#### Zadania do wykonania
**a.** Proszę przedstawić w formie krótkiej listy akapit wpisu rozpoczynający się od słów „Bo... wiecie”, zachowując jego najważniejsze fakty.
**b.** Na podstawie wpisu proszę odpowiedzieć na poniższe pytania:
(i) Jakiego dnia i o której godzinie opublikowano wpis?
(ii) Kto jest podany jako autor wpisu?
(iii) Jak w ostatnim zdaniu wpisu oceniono zakupy?
**c.** Proszę ustalić, czy poniższe stwierdzenia są zgodne z treścią wpisu:
(i) Pobyt w szpitalu ma trwać długo.
(ii) Wpis podpisano nazwą „kumcia”.
(iii) Wpis opublikowano wieczorem.

#### Wyodrębniony tekst
--------
Archiwum 12 czerwca 2005


"Gdzie jest Bóg, czego chce.. Czy on słyszy...
Autor: kumcia
12 czerwca 2005, 09:49

Co sie wkradlo do mojego zycia po wczorajszym dniu??....beznadzieja..i jeszcze raz beznadzieja z domieszka bezsensu...
Lekkie zmeczenie..troche wieksze zniechcecenie..do czego kolwiek do kogo kolwiek!

Bo... wiecie..bo wiecie jak to jest budzic sie z mysla,ze dzien bedzie udany..bo jak moze byc innaczej..w koncu jedziesz na zakupya na wieczor zobaczysz sie z nim..Chociaz to jego 'ostatnia osobota',bo idzie do szpitala..nie,nie na dlugo...lecz pozniej przez jakis miesiac bedzie ograniczony..nie bedzie mogl sobie pozwolic na szalenstwo...Mimo to..chce spedzic dzien z toba..mimo imprezy..Cieszy ten fakt no nie??

Zakupy-w miare,miare.
--------
#### Dane wybrane ze zbioru
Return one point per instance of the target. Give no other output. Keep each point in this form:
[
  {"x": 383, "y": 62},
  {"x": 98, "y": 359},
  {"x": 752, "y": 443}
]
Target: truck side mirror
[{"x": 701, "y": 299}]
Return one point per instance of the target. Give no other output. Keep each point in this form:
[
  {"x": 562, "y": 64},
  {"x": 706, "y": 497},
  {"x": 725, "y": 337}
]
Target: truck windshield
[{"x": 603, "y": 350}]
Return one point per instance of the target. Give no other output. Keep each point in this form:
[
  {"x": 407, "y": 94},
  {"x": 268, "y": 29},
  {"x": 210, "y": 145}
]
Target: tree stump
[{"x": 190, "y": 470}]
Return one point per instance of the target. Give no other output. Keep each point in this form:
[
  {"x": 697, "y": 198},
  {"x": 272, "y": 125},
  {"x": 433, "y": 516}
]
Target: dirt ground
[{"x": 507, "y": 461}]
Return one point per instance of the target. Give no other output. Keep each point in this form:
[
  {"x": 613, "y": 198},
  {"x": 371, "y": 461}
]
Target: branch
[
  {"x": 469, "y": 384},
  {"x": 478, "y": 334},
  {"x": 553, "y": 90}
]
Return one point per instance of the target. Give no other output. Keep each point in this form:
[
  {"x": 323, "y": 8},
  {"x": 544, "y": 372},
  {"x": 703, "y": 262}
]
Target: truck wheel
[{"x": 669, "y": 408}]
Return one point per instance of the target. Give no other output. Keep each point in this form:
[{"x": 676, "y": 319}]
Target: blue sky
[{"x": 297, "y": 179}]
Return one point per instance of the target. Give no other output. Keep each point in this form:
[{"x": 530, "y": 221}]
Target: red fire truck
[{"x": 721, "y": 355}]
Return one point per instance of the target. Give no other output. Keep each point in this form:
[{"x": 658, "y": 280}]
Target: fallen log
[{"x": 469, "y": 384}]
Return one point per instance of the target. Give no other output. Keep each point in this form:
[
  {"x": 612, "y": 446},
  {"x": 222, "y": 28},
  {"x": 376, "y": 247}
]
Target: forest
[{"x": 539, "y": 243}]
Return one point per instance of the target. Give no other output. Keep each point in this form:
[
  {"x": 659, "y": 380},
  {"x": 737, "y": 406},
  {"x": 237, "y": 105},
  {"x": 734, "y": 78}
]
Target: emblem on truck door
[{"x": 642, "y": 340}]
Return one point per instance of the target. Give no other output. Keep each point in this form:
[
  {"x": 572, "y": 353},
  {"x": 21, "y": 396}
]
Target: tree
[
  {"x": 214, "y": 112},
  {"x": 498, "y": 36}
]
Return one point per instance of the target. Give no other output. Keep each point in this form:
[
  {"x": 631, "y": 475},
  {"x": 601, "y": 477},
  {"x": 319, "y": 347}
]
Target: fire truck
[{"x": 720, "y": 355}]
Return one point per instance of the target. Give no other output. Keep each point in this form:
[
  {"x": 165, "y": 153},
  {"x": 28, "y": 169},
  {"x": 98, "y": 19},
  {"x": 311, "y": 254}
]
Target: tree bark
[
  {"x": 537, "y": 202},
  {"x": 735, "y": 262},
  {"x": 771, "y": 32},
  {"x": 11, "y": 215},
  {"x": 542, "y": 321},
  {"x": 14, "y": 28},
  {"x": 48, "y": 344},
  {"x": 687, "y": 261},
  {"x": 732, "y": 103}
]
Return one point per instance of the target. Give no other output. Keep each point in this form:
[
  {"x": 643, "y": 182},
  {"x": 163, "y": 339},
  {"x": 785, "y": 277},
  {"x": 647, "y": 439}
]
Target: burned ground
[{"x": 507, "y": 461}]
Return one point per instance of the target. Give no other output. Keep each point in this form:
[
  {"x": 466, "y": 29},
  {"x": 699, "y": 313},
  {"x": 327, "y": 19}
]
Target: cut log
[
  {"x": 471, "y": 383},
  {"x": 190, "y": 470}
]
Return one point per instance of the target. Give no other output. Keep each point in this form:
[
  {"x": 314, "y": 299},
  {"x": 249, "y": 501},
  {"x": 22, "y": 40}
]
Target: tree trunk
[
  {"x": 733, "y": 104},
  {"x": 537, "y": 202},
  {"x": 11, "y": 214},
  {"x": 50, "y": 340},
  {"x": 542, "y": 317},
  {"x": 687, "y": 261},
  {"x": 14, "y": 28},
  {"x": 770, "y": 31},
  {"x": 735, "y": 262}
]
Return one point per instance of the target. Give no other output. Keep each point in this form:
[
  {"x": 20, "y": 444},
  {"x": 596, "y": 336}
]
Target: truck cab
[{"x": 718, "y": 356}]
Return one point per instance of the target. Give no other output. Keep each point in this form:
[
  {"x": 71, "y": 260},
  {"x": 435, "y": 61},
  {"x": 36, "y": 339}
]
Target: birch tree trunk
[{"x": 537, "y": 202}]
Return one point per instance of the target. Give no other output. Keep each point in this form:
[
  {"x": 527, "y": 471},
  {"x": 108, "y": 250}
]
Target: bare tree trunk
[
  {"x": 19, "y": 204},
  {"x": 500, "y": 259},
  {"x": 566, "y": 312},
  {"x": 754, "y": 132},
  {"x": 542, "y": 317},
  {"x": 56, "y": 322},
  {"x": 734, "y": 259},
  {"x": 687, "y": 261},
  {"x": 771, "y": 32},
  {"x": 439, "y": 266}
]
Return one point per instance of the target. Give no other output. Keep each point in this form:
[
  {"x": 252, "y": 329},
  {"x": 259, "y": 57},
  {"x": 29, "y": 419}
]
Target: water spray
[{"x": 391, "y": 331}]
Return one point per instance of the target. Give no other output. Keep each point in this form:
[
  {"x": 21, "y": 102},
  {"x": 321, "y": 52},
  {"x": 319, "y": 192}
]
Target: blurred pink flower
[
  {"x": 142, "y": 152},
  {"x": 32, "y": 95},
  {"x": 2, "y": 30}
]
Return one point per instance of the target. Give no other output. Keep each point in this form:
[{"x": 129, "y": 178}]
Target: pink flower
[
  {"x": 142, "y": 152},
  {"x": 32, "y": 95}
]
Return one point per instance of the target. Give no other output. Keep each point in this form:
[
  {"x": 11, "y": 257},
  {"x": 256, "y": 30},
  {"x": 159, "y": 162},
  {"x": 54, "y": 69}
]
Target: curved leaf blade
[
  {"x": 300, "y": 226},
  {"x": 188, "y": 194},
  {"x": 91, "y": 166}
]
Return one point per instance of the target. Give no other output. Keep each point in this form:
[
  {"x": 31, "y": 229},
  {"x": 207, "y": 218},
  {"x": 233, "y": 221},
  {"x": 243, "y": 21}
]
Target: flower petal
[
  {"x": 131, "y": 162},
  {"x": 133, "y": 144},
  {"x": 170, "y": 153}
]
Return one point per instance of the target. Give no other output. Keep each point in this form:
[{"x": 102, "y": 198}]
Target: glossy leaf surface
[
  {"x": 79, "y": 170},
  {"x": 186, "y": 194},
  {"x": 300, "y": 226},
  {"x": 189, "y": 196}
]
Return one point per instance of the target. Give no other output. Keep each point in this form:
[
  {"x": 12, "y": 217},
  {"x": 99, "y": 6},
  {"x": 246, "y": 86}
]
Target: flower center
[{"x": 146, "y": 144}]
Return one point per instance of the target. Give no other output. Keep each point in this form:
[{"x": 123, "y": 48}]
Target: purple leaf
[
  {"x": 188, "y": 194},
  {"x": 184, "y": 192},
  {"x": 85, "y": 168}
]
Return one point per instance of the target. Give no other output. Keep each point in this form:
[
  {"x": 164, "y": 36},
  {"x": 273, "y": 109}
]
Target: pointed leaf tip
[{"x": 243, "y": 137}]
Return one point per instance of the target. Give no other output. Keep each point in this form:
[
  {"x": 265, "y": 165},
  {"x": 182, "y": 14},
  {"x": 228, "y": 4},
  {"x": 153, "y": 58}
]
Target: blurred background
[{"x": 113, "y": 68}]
--------
#### Odpowiedzi do zadań
**a.**
- Dzień zaczyna się od przekonania, że będzie udany.
- W planach są zakupy, a wieczorem spotkanie z nim.
- To jego „ostatnia sobota”, ponieważ idzie do szpitala, choć nie na długo.
- Później przez mniej więcej miesiąc będzie ograniczony i nie będzie mógł sobie pozwolić na szaleństwo.
- Mimo to, a także mimo imprezy, chce spędzić ten dzień z osobą, do której odnosi się zwrot „z toba”.

**b.**
(i) 12 czerwca 2005 roku o godzinie 09:49.
(ii) kumcia.
(iii) „w miare,miare”.

**c.**
(i) Nie: „nie,nie na dlugo”.
(ii) Tak: „Autor: kumcia”.
(iii) Nie: „12 czerwca 2005, 09:49”.